▶ _WORK TO BE COMPLETED_
Reproduce the following material verbatim, preserving every line, character, and bracket without alteration.

------ ENTRIES PROVIDED

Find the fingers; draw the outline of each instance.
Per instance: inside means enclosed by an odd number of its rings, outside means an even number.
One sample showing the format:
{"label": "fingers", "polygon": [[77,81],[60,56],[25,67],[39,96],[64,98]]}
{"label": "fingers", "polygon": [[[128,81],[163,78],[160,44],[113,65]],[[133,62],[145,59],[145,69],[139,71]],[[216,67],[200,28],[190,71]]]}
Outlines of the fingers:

------------

▶ _RESULT_
Find the fingers; draw the outline of each instance.
Per instance: inside means enclosed by an odd number of its rings, outside means an even number.
One sample showing the format:
{"label": "fingers", "polygon": [[77,81],[60,56],[25,67],[39,96],[64,98]]}
{"label": "fingers", "polygon": [[[128,81],[163,78],[160,44],[113,65]],[[133,62],[145,59],[145,69],[139,71]],[[216,67],[200,28],[190,71]]]}
Outlines of the fingers:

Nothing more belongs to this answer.